_Required task_
Take the entries below and reproduce them word for word.

**** Input for this task

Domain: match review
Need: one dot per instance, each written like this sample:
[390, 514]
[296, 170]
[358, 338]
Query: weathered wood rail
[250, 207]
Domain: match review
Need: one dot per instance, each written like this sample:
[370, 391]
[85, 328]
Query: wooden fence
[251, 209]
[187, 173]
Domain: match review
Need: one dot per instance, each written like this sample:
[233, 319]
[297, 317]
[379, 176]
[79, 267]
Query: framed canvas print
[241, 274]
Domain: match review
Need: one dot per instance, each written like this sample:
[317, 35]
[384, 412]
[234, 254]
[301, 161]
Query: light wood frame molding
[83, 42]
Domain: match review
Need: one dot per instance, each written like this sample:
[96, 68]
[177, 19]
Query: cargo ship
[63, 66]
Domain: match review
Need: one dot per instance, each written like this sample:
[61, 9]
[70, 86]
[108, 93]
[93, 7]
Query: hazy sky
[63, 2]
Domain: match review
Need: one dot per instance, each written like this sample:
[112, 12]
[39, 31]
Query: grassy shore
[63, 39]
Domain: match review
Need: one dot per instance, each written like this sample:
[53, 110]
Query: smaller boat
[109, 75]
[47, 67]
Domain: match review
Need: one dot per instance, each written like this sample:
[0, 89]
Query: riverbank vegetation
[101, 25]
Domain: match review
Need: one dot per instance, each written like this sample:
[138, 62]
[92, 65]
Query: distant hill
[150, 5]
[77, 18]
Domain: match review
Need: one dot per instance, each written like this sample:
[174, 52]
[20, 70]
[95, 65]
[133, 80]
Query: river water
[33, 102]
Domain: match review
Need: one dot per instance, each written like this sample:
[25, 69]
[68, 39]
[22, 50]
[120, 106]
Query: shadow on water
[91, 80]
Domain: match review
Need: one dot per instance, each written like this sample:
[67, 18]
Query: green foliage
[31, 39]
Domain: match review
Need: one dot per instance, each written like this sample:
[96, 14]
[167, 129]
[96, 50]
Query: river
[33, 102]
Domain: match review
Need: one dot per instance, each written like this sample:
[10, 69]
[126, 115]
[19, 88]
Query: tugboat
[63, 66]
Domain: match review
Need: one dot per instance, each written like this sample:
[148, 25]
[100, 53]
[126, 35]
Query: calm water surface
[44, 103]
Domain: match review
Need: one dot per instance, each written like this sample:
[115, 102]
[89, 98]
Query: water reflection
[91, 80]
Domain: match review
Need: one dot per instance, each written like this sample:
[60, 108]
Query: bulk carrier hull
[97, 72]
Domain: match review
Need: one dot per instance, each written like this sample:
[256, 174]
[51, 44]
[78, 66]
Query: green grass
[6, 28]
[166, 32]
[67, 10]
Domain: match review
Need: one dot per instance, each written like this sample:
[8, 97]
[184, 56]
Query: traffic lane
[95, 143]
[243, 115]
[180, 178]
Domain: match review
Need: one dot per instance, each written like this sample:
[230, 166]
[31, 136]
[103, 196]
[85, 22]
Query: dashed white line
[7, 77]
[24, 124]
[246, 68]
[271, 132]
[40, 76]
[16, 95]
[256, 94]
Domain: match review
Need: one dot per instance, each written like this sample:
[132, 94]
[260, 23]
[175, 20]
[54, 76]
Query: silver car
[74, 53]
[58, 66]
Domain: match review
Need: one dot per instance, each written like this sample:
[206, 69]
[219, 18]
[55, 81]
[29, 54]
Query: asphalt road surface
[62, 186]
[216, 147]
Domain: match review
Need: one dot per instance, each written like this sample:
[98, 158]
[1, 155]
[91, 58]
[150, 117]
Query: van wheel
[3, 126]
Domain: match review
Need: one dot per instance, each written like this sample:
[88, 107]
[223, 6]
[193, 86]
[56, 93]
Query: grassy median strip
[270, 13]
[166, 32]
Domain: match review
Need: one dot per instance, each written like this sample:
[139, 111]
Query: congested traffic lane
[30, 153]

********

_Correct result_
Domain: match review
Need: one dot per instance, each written like this sample:
[390, 514]
[296, 170]
[358, 338]
Query: weathered wood rail
[250, 207]
Domain: match review
Need: one dot per instance, each written like this sample:
[370, 391]
[85, 328]
Query: wooden fence
[251, 209]
[187, 173]
Domain: match review
Need: one dot per instance, each written like this sample:
[233, 319]
[297, 317]
[379, 176]
[79, 267]
Query: framed canvas print
[241, 274]
Domain: match review
Need: one dot per instance, each written like this sample:
[317, 35]
[384, 412]
[234, 254]
[301, 161]
Query: light wood frame molding
[83, 42]
Domain: match review
Need: one dot per instance, each written like this sample:
[96, 68]
[177, 19]
Query: cargo ship
[63, 66]
Domain: match review
Need: one dot per instance, each written like this sample:
[61, 9]
[70, 86]
[108, 93]
[93, 7]
Query: hazy sky
[63, 2]
Domain: match review
Need: one dot per instance, each written like this sample:
[112, 12]
[39, 31]
Query: grassy shore
[63, 39]
Domain: match review
Need: one dot per instance, each written like this sample:
[53, 110]
Query: smaller boat
[109, 75]
[47, 67]
Domain: match review
Need: one dot per instance, each written like this sample:
[0, 89]
Query: riverbank vegetation
[101, 25]
Domain: match review
Need: one dot per instance, each written like this sample:
[138, 62]
[92, 65]
Query: distant hill
[150, 5]
[77, 18]
Domain: match review
Need: one dot per instance, each written like this sample:
[174, 52]
[20, 70]
[95, 65]
[133, 80]
Query: river water
[33, 102]
Domain: match review
Need: one dot per instance, each written like this sample:
[25, 69]
[68, 39]
[22, 50]
[120, 106]
Query: shadow on water
[91, 80]
Domain: match review
Need: one dot per instance, each written like this sample:
[67, 18]
Query: green foliage
[31, 39]
Domain: match review
Need: one dot per instance, each written like this sample:
[96, 14]
[167, 129]
[96, 50]
Query: river
[33, 102]
Domain: match review
Need: one dot per instance, each written like this sample:
[10, 69]
[126, 115]
[19, 88]
Query: tugboat
[63, 66]
Domain: match review
Need: one dot per instance, each written like this sample:
[148, 25]
[100, 53]
[126, 35]
Query: calm water surface
[44, 103]
Domain: match review
Need: one dot per instance, each written like this sample:
[115, 102]
[89, 98]
Query: water reflection
[91, 80]
Domain: match review
Need: one dot per instance, each written like this sample:
[60, 108]
Query: bulk carrier hull
[97, 72]
Domain: match review
Need: one dot per instance, each written like this sample:
[256, 174]
[51, 44]
[78, 66]
Query: green grass
[6, 28]
[166, 32]
[67, 10]
Domain: match review
Need: one dot per instance, each written like this sample:
[8, 97]
[184, 56]
Query: traffic lane
[95, 143]
[243, 115]
[180, 178]
Domain: match review
Need: one dot per instance, each written like this sample:
[230, 166]
[31, 136]
[103, 196]
[85, 22]
Query: dashed white line
[7, 77]
[24, 124]
[246, 68]
[271, 132]
[40, 76]
[16, 95]
[256, 94]
Domain: match review
Need: one dot per instance, each written like this sample:
[132, 94]
[260, 23]
[175, 20]
[54, 76]
Query: silver car
[74, 53]
[58, 66]
Domain: match review
Need: one dot per instance, each written like this sample:
[206, 69]
[219, 18]
[55, 81]
[29, 54]
Query: asphalt road surface
[62, 186]
[216, 147]
Domain: match review
Need: one dot per instance, each written like this sample:
[98, 158]
[1, 155]
[91, 58]
[150, 117]
Query: van wheel
[3, 126]
Domain: match review
Need: one dot per instance, each written like this sample:
[88, 107]
[223, 6]
[193, 86]
[56, 93]
Query: grassy median strip
[270, 13]
[166, 32]
Domain: match review
Need: one dot per instance, each written like this sample:
[139, 111]
Query: congested traffic lane
[30, 153]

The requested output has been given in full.